▶ [Tasks for this exercise]:
A) Reproduce the stretch of the UK travel insurance article from "That said, travel" through "travel insurance cover?".
B) Carry on the article about UK travel insurance, picking up after its final line.

START Supplied passage

Although Covid travel restrictions have all but disappeared, UK holidays remain a popular choice. According to research from Ipsos, 81% of Brits planned a UK break between September 2021 and September 2022.
UK holidays are often more affordable than their overseas counterparts — and easier to organise. But wherever you choose to go on holiday, a travel insurance policy can offer peace of mind that, if something goes wrong, you won’t be left out of pocket.
Do you need travel insurance if you’re not going abroad?
Staying in the UK for a holiday could be less risky than travelling overseas. Your journey may be shorter, there’s no language barrier to contend with and, thanks to the NHS, there’s no need to worry about medical bills.
That said, travel insurance can still provide a financial safety net. If you need to cancel your holiday due to unforeseen circumstances, book alternative transport due to delays and disruption, or lose your possessions while you’re away, travel insurance policies allow you to claim back any unexpected costs.
What does UK travel insurance cover?
Although policies vary between providers, UK travel insurance will typically cover the following:
Cancellation or curtailment — covers the cost of your trip if it’s cancelled or cut short due to an unexpected event, including illness, bereavement, or redundancy
Baggage and personal belongings — allows you to recoup the cost of personal belongings should they be lost or stolen during your trip
Delays — covers any costs incurred if your transport is delayed
Personal liability — covers any legal costs in the event you injure someone or damage their property while on holiday
End supplier failure — allows you to claim if one of the companies you book with, such as a hotel, fails
Hospital transfer — if you are hospitalised during your trip, the cost of transporting you to a hospital closer to home is covered
Additional travel or accommodation — if you are unable to return home as planned due to an accident or illness, your policy may cover the cost of any additional transport or accommodation you require
The maximum you can claim on each type of cover varies between insurers. Check these limits carefully before you take out a policy.
It’s also important to check your policy’s excess — the amount you’ll have to pay out of pocket towards the cost of any claims.
Many insurers also offer cover if your trip is disrupted due to Covid. For instance, you may be able to make a claim if you have to cancel or cut the trip short due to a member of the party testing positive.
However, as with any medical-related claim, you may need to provide evidence such as a positive test result or medical certificate.
What might not be covered?

END Supplied passage
START Entries shown

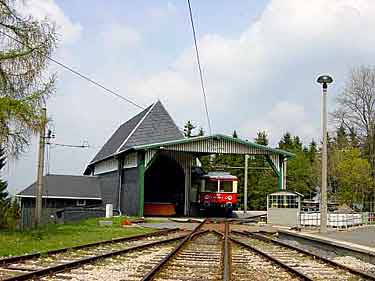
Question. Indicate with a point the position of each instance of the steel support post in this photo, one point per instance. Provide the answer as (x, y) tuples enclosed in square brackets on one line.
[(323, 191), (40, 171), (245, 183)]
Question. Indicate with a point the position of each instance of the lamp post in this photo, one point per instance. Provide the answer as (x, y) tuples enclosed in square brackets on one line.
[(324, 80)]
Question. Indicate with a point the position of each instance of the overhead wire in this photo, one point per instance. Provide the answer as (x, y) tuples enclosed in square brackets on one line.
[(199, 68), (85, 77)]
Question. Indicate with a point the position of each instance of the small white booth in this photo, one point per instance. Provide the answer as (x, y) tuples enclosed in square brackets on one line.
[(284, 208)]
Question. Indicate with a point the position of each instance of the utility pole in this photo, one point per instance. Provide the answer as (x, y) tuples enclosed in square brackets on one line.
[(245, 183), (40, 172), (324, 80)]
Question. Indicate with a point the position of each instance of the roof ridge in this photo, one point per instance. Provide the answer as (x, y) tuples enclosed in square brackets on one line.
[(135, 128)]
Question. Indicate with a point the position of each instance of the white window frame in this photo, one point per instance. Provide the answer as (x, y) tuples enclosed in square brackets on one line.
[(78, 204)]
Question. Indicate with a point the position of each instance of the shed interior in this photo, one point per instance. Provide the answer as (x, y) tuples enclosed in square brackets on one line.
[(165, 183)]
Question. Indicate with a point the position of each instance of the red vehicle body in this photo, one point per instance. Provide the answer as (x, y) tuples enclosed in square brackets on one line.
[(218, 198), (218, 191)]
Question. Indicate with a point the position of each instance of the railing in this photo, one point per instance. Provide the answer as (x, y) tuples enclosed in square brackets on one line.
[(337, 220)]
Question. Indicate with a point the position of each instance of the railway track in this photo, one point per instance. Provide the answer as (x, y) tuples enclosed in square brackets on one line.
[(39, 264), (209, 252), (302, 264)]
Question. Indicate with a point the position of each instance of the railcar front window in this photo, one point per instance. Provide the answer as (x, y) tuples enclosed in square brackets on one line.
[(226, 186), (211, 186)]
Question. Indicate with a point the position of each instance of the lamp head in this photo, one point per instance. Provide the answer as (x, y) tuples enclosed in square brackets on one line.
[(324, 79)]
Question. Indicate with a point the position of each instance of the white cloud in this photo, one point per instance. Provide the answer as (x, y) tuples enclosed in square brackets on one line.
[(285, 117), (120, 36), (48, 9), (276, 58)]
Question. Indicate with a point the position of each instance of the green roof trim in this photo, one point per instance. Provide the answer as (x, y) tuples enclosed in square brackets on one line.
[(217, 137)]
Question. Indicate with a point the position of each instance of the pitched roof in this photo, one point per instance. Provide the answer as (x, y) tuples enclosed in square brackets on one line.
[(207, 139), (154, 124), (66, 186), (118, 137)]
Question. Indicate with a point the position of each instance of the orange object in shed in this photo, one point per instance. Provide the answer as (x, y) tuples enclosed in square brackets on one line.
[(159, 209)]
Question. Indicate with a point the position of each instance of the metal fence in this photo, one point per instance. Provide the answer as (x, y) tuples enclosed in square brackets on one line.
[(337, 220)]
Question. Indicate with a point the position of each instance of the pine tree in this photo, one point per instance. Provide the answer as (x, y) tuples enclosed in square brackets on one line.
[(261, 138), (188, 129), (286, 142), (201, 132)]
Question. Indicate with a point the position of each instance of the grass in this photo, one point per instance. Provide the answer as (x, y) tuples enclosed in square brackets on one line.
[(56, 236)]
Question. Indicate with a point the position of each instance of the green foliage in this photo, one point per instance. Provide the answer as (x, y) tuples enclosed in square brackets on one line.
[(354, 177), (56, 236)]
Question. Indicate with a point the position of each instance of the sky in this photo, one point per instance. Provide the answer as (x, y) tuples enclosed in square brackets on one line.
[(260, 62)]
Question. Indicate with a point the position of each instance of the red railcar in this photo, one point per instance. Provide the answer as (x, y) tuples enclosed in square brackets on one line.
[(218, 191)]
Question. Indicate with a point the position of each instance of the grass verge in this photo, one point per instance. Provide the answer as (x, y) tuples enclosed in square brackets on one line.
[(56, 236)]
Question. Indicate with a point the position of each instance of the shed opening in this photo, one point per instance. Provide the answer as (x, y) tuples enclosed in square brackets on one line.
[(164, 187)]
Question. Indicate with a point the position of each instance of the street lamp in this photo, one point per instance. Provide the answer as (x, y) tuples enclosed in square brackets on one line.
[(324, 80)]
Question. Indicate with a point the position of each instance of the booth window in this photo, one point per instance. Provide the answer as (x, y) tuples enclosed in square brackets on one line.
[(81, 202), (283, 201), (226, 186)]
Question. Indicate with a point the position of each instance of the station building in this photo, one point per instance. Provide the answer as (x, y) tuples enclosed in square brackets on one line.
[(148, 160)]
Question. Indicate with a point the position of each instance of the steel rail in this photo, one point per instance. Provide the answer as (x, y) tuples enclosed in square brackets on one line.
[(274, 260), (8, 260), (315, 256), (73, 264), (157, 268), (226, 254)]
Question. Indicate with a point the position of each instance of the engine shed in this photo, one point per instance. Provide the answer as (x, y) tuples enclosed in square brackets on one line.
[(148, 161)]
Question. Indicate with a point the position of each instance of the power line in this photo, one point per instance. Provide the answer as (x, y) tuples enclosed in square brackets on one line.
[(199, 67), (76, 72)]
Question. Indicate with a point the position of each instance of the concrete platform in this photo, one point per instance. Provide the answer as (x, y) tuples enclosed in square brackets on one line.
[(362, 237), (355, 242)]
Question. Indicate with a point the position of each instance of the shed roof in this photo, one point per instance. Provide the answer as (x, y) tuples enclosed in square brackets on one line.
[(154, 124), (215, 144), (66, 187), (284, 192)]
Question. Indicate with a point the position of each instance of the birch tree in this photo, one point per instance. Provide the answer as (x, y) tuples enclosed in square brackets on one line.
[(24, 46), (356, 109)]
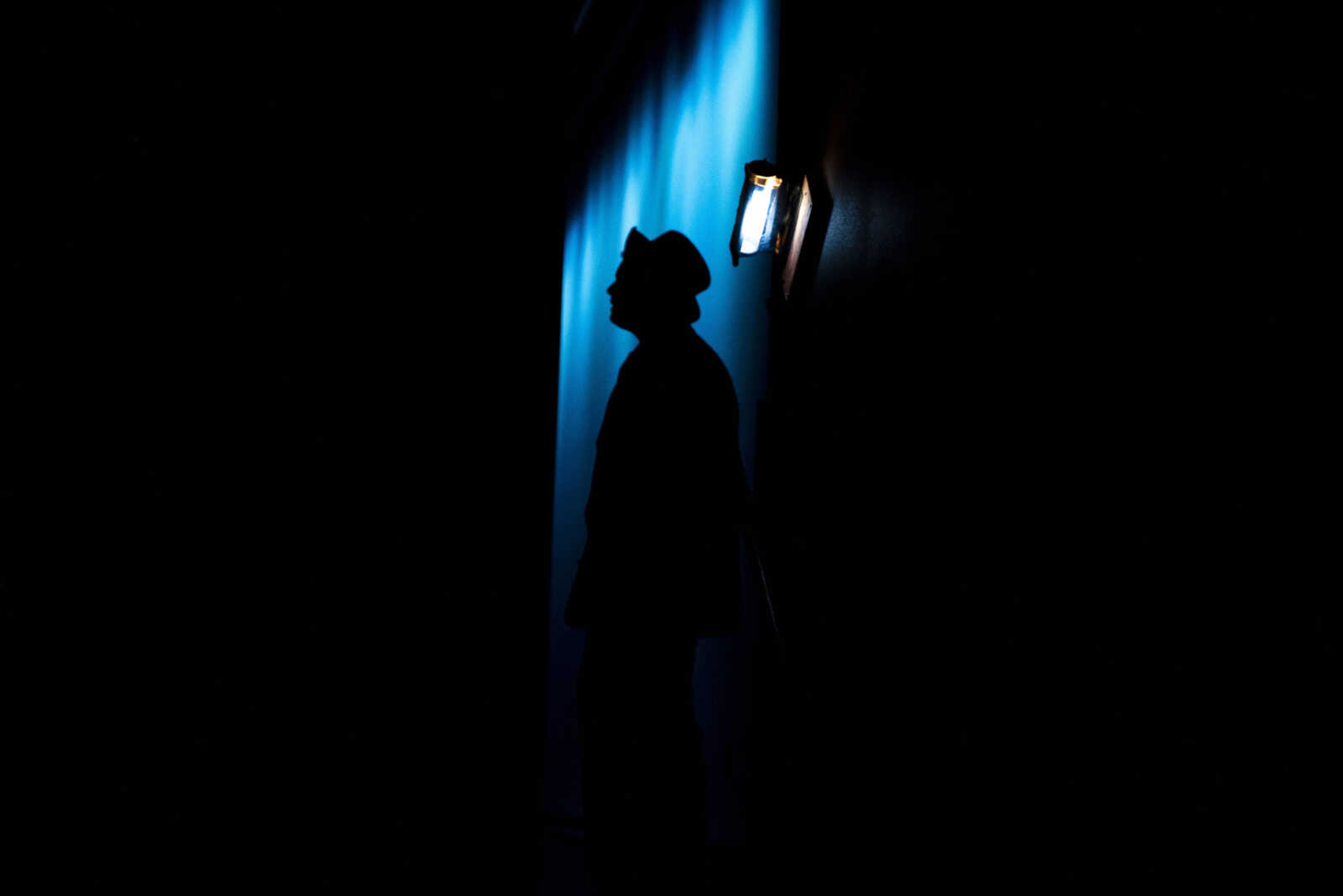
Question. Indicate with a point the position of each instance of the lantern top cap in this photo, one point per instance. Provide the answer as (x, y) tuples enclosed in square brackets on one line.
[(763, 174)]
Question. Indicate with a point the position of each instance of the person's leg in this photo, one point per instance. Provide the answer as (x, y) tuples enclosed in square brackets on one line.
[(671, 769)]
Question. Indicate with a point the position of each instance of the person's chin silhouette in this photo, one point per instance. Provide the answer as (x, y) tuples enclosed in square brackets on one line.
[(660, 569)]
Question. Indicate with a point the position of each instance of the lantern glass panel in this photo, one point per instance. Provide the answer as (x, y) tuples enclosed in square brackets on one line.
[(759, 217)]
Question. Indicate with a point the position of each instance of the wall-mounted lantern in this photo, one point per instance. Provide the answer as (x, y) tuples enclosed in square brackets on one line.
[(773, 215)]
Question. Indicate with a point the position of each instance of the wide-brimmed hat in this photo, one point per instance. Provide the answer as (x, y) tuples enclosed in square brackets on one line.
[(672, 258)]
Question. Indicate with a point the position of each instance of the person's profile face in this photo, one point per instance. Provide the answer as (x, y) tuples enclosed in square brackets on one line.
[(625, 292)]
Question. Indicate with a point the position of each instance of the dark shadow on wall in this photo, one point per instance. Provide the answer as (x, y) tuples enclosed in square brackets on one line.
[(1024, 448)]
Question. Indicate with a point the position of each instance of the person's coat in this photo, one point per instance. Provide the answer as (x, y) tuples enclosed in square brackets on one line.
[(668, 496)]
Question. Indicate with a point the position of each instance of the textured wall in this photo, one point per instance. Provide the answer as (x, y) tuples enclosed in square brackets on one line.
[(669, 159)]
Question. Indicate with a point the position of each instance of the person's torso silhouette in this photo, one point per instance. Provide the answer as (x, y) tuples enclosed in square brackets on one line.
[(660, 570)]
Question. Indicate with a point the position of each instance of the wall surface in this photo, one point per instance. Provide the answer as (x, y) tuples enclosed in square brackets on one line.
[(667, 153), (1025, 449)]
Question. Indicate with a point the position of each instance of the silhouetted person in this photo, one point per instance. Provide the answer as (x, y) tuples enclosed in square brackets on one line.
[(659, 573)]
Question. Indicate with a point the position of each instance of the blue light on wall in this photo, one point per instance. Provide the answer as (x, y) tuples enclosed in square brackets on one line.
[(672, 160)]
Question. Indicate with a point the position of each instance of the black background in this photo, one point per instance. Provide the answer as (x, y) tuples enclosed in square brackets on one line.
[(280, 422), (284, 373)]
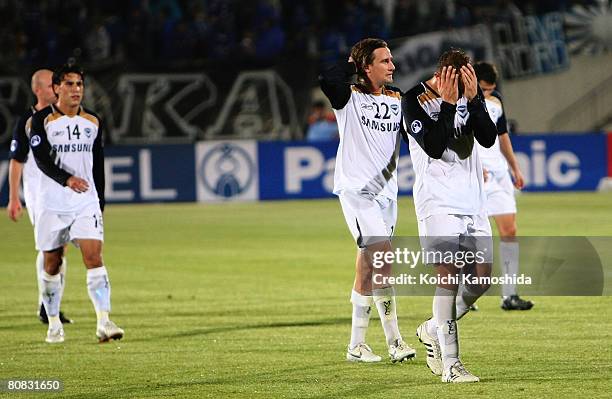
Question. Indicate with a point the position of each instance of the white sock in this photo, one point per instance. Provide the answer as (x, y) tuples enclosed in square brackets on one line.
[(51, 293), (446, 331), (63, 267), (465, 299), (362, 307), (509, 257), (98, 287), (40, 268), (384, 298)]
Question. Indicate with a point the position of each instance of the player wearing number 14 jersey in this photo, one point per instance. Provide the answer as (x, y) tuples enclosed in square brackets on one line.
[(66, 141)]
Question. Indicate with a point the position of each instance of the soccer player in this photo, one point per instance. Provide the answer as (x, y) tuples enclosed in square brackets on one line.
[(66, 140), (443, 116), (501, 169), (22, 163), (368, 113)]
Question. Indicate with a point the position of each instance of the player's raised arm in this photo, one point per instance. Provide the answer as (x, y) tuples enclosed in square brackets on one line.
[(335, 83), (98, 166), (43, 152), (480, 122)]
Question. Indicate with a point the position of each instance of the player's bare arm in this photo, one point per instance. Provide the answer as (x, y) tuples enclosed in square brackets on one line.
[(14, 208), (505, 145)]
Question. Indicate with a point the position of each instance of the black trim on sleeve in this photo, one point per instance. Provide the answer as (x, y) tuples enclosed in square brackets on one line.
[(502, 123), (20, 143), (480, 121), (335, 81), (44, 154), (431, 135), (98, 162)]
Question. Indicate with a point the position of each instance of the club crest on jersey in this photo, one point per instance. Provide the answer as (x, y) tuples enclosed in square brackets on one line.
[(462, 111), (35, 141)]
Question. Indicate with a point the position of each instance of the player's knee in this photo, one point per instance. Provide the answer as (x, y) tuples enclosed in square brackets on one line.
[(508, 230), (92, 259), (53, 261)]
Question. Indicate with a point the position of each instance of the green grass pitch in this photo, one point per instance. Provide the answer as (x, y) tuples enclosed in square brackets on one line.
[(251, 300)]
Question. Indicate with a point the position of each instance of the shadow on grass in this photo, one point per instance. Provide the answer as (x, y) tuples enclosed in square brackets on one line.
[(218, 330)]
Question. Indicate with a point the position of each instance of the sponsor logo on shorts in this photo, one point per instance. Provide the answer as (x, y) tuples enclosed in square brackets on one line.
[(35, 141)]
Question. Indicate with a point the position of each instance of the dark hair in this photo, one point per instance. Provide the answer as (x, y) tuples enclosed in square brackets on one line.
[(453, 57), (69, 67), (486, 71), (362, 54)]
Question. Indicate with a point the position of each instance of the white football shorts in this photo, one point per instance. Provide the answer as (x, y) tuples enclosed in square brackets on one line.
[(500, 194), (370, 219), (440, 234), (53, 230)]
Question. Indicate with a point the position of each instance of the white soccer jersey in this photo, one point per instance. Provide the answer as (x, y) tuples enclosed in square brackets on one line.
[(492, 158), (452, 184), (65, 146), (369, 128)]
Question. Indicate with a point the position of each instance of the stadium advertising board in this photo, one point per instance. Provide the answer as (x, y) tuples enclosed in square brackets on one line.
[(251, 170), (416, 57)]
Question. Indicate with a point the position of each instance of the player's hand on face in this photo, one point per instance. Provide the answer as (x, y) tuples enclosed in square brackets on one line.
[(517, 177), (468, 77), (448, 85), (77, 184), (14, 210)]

END Entries shown

▶ [Your written answers]:
A)
That said, travel insurance can still provide a financial safety net. If you need to cancel your holiday due to unforeseen circumstances, book alternative transport due to delays and disruption, or lose your possessions while you’re away, travel insurance policies allow you to claim back any unexpected costs.
What does UK travel insurance cover?

B)
It’s a good idea to check the terms and conditions carefully when choosing a cover for a UK trip.
Many insurers only cover UK breaks of a certain length — usually at least two consecutive nights away.
Others may only offer cover if the destination is a certain distance from your home, and you have paid for accommodation in advance.
Will a European or Worldwide policy cover UK trips?
If you’ve already taken out a multi-trip policy with European or worldwide cover, you may not need a second UK-specific policy since many cover UK trips as standard.
However, not every provider offers this, so check the policy wording carefully in advance of your trip.
When should you take out UK travel insurance?
The best time to purchase travel insurance is at the same time as booking your trip — and UK travel insurance is no exception.
Taking out a policy right away means you are covered if your trip has to be cancelled.
What else should you consider when booking a UK holiday?
Along with purchasing a travel insurance policy, there are a few additional steps holidaymakers can take to protect their money:
Look out for flexible booking options — some companies offer a full refund when customers cancel within a certain timeframe, such as 48 hours
Pay on your credit card — any purchases of more than £100 and up to £30,000 made on a credit card are protected under Section 75 of the Consumer Credit Act. This means if something goes wrong with your purchase, the card provider is obliged to step in should the company refuse to refund you, even if you only paid the deposit with the card
Consider the Chargeback scheme — If you’re unable to pay for your holiday using a credit card, you may be able to use this scheme. If something goes wrong with a debit card purchase, consumers can ask the bank to reverse the transaction and be repaid.